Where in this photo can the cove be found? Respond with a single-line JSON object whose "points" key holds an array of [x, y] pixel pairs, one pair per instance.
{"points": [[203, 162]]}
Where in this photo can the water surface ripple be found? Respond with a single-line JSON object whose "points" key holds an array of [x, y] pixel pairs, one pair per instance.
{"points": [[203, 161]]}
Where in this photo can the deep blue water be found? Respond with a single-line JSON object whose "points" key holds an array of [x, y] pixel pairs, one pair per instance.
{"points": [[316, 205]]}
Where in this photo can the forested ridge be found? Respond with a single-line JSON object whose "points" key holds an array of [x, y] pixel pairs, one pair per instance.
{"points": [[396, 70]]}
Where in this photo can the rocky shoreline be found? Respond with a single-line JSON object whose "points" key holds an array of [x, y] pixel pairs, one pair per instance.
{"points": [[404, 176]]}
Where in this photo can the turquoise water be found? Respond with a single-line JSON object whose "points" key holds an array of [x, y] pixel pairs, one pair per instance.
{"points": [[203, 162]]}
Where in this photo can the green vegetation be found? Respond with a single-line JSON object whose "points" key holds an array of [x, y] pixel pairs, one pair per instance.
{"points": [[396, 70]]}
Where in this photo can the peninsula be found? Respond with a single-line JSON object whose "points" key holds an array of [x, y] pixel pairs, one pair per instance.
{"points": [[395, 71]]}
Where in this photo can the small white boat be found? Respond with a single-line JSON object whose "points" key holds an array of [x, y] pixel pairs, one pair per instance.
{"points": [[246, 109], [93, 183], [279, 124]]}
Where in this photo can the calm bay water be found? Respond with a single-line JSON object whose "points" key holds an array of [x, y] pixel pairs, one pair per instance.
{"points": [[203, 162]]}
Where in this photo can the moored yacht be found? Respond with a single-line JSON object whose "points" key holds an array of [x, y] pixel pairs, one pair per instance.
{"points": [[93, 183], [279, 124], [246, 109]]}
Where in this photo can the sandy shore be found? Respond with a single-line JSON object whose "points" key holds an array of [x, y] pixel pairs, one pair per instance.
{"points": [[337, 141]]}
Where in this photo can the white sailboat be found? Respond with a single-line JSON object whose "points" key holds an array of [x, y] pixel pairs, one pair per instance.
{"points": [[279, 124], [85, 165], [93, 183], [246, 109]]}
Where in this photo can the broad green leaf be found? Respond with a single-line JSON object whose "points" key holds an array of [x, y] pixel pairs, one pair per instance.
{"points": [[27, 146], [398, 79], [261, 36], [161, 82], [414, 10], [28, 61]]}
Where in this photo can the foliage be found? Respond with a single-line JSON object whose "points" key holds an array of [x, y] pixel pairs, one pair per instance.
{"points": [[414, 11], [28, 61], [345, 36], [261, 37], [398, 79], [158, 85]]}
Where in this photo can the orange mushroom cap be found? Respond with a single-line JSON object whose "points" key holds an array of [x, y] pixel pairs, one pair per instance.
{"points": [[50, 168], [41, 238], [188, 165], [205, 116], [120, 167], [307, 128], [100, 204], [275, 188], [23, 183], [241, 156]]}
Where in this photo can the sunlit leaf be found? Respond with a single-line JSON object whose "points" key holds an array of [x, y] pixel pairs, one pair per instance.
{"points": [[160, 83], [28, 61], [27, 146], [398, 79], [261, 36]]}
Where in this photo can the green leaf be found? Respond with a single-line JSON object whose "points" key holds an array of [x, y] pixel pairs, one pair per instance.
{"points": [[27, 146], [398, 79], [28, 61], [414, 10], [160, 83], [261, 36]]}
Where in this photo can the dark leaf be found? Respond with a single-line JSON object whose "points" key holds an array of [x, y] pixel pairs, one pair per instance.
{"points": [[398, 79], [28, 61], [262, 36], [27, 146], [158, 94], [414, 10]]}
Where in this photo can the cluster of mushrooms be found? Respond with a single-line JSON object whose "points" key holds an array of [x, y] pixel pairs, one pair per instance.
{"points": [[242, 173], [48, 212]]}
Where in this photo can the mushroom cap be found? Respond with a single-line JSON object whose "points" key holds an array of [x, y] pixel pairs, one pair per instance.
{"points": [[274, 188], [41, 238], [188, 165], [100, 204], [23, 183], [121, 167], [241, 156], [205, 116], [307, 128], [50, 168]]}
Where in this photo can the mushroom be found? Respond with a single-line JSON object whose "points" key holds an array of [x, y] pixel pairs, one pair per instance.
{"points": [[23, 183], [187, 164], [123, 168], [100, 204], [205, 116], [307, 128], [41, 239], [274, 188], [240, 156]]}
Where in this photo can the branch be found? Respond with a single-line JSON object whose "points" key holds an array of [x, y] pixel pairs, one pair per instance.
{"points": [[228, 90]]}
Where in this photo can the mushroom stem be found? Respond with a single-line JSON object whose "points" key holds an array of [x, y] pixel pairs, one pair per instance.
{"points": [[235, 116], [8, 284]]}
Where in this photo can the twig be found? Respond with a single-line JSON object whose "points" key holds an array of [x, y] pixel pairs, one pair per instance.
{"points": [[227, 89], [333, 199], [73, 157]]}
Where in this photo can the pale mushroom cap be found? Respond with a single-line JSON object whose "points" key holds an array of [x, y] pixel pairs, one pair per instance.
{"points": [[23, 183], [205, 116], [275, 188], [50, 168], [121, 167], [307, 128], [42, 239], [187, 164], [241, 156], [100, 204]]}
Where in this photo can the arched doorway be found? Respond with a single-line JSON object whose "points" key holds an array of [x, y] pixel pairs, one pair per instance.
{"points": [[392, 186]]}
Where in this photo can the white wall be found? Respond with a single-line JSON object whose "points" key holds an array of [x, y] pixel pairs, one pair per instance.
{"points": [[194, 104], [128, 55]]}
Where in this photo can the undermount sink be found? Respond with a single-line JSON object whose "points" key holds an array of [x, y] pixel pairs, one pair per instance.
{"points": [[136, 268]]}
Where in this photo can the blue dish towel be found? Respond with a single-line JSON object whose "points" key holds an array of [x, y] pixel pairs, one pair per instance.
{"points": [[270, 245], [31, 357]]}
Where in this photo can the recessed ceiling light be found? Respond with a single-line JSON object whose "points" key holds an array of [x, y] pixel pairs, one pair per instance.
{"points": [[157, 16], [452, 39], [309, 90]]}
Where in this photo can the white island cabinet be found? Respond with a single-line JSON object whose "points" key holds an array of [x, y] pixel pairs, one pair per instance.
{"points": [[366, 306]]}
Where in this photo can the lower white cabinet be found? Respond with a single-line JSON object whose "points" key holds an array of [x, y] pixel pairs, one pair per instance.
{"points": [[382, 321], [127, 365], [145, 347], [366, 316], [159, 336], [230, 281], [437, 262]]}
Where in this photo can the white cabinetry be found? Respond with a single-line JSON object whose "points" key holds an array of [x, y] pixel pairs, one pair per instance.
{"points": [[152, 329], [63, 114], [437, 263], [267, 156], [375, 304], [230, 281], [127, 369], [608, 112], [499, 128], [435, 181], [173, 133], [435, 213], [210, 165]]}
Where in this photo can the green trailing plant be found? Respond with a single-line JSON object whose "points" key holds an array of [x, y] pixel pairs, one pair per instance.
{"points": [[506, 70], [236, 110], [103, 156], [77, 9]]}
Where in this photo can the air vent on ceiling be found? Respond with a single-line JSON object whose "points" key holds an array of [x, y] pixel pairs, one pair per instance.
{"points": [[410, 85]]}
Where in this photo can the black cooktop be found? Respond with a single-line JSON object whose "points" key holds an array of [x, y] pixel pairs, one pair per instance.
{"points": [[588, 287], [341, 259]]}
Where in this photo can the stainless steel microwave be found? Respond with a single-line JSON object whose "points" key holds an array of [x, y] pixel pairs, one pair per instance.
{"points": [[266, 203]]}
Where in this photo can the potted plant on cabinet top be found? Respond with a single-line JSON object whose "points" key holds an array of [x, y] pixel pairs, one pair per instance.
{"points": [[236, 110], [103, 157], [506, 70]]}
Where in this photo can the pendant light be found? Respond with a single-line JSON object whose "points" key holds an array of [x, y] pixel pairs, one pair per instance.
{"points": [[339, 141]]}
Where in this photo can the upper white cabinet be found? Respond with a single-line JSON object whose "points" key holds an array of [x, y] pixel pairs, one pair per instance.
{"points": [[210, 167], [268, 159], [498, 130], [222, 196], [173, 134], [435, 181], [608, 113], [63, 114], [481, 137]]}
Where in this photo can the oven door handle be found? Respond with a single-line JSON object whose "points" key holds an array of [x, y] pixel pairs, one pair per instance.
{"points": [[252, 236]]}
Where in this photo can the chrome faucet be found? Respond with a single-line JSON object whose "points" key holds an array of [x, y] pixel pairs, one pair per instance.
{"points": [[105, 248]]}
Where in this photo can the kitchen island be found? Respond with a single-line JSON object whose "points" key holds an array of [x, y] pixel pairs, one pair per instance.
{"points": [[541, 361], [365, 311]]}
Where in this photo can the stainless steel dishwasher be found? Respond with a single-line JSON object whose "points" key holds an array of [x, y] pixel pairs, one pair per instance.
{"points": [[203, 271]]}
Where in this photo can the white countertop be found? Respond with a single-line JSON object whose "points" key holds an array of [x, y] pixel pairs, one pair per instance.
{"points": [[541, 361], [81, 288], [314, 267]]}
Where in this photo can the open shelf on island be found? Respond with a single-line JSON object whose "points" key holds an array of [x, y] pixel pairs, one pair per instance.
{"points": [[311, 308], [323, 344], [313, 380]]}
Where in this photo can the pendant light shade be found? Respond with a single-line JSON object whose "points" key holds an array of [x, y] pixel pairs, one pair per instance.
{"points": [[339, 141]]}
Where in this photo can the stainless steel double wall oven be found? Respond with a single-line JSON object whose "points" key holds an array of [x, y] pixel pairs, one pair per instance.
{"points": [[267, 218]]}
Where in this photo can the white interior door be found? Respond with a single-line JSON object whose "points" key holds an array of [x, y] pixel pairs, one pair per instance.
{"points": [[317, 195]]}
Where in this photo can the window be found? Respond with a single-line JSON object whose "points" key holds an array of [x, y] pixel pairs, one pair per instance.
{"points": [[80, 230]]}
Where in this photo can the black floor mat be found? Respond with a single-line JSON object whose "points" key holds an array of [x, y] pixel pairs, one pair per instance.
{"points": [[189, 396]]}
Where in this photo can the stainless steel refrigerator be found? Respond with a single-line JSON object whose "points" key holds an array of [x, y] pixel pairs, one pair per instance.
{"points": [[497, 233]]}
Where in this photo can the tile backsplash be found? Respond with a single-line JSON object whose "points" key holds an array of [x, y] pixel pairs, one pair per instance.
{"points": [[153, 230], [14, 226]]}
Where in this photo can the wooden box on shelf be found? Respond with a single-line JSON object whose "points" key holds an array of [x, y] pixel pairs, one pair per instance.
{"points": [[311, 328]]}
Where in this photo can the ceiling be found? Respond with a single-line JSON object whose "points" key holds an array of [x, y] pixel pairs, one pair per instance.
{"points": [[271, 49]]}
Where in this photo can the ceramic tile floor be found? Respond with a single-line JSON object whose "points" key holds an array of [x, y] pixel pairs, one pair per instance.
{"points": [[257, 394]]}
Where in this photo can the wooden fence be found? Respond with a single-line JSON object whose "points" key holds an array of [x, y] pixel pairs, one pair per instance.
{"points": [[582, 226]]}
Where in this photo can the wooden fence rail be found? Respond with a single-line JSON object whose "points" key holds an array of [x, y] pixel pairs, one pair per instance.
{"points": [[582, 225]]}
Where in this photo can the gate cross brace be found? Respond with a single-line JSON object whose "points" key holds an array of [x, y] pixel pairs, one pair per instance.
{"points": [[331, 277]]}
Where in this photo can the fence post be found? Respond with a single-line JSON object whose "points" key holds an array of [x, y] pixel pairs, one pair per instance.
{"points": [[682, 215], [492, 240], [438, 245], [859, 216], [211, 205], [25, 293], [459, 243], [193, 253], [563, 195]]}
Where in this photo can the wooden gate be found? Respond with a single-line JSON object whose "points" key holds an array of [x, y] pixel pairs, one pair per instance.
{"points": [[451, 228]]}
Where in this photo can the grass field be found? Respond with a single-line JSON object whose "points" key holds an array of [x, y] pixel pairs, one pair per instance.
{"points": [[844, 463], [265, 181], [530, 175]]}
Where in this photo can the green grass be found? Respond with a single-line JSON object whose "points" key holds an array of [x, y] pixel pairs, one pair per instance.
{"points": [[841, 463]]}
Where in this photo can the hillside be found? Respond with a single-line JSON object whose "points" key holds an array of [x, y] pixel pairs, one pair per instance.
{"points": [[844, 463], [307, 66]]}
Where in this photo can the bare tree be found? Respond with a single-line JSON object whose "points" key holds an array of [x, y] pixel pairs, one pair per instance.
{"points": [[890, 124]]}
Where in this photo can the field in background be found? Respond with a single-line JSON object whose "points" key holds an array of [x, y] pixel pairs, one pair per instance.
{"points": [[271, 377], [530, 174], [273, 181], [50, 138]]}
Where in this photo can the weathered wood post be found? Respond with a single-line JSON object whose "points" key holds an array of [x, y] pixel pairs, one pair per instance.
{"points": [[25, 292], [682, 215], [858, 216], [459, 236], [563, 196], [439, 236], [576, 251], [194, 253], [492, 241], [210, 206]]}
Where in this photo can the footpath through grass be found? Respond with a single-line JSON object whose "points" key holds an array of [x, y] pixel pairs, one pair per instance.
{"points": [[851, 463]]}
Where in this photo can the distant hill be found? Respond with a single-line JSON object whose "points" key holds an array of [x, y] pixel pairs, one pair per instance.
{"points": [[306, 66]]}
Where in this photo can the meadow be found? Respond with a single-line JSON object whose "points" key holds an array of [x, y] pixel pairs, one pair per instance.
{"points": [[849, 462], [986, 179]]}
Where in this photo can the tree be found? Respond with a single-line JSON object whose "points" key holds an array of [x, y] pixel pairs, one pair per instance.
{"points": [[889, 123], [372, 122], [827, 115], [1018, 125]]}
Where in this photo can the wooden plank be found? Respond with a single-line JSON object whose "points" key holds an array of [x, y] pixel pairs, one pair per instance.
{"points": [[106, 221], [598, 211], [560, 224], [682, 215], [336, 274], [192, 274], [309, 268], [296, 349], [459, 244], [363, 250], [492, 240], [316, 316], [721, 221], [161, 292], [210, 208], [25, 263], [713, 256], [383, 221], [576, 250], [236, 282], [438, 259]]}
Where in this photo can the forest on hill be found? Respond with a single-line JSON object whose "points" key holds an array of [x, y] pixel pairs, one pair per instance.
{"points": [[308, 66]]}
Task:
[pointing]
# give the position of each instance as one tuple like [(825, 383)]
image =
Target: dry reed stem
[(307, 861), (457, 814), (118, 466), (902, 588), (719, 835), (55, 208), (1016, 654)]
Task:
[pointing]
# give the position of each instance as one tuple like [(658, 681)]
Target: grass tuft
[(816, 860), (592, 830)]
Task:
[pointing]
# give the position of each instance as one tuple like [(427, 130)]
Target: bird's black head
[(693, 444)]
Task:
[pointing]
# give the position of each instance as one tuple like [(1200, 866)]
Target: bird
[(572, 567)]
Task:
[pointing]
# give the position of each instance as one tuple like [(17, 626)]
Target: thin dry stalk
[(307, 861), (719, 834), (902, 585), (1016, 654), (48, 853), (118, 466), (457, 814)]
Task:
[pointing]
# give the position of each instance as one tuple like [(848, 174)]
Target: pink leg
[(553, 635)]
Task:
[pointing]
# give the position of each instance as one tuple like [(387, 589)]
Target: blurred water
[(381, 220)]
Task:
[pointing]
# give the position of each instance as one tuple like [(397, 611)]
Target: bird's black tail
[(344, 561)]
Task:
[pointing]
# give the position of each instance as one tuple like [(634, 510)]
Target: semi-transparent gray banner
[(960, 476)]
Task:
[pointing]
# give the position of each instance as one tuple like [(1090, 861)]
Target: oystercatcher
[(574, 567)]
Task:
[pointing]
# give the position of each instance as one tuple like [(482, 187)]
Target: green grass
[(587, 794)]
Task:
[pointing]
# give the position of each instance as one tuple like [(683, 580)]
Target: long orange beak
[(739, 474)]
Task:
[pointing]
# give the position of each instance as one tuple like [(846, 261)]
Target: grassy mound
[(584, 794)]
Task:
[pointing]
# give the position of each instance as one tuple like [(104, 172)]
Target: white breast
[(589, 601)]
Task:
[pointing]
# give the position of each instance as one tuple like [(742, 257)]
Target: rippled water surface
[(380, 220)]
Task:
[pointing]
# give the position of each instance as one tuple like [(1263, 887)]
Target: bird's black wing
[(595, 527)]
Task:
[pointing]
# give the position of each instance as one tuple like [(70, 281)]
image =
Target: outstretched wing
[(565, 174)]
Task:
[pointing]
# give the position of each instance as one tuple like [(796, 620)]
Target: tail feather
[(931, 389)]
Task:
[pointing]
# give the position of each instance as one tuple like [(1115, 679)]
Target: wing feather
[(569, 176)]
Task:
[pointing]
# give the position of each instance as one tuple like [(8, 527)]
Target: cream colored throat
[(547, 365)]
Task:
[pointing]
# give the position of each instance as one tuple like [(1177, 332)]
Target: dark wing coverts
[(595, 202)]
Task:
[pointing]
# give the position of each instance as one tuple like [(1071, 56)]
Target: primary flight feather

◆ ◆ ◆ ◆ ◆ ◆ ◆

* _Work instructions_
Pick out every line in the records above that contains the word "bird", and copy each one.

* _Result_
Target: bird's black head
Target: bird
Target: bird's black tail
Target: bird's black wing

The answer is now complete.